*Problem:* Note every line in the entries that contains the string "cabinet", and copy it.

[Region pointing data]

========================

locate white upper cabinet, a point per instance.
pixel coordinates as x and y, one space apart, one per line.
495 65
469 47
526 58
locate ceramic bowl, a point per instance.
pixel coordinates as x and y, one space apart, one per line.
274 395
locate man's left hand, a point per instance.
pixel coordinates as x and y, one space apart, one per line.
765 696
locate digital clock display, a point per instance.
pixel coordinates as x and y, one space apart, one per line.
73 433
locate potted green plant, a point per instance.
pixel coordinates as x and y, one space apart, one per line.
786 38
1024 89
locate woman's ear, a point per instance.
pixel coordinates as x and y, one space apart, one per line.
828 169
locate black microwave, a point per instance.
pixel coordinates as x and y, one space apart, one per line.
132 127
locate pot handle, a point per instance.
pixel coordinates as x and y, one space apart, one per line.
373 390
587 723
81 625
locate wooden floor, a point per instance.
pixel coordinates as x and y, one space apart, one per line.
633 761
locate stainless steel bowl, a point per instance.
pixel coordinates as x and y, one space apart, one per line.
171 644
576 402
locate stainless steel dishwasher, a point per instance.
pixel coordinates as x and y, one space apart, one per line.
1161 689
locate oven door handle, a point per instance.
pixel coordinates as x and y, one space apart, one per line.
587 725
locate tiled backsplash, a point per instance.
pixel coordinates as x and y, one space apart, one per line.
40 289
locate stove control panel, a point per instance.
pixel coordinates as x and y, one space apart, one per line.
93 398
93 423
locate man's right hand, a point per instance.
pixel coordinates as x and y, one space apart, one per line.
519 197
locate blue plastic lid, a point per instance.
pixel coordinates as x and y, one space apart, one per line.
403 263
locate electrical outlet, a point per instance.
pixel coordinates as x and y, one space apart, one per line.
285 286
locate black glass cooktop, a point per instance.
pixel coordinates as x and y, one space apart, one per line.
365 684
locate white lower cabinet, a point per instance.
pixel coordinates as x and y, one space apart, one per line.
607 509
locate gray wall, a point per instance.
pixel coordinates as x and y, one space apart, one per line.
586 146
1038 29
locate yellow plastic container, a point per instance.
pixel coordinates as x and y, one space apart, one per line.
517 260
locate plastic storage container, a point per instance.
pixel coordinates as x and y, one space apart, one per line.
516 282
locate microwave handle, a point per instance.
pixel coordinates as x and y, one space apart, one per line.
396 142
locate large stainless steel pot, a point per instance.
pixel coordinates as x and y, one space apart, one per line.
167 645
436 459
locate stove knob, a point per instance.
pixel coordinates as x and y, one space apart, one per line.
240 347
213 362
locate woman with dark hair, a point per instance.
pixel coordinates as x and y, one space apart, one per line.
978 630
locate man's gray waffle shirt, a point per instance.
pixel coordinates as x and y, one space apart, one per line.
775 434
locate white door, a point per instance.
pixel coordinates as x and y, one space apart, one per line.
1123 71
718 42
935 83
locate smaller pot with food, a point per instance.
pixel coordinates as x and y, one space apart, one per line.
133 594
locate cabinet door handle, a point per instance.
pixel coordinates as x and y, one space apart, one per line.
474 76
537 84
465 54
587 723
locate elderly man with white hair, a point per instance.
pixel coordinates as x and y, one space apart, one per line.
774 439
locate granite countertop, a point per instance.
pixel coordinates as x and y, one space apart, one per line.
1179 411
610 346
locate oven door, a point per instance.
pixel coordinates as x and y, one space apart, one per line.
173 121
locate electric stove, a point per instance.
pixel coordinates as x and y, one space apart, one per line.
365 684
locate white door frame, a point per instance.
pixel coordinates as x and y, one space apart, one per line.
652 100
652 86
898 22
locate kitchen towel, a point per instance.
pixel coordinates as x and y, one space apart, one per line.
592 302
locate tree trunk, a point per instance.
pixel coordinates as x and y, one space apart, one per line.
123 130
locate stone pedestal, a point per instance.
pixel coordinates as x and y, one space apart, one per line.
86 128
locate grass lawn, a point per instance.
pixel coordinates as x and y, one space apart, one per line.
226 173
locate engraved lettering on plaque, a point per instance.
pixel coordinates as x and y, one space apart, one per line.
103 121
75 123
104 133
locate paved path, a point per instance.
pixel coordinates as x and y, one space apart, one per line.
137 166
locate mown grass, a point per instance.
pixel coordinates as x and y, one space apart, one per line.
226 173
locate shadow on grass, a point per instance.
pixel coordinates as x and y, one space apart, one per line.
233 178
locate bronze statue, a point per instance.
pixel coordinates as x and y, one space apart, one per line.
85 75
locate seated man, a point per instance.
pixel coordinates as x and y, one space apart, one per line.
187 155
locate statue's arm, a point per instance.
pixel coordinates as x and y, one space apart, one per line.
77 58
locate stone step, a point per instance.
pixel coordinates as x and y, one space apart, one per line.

========================

*Result for this task:*
locate white upper cabinet, a point per instance.
locate white lower cabinet, a point per instance.
locate cabinet door handle, a point per instance.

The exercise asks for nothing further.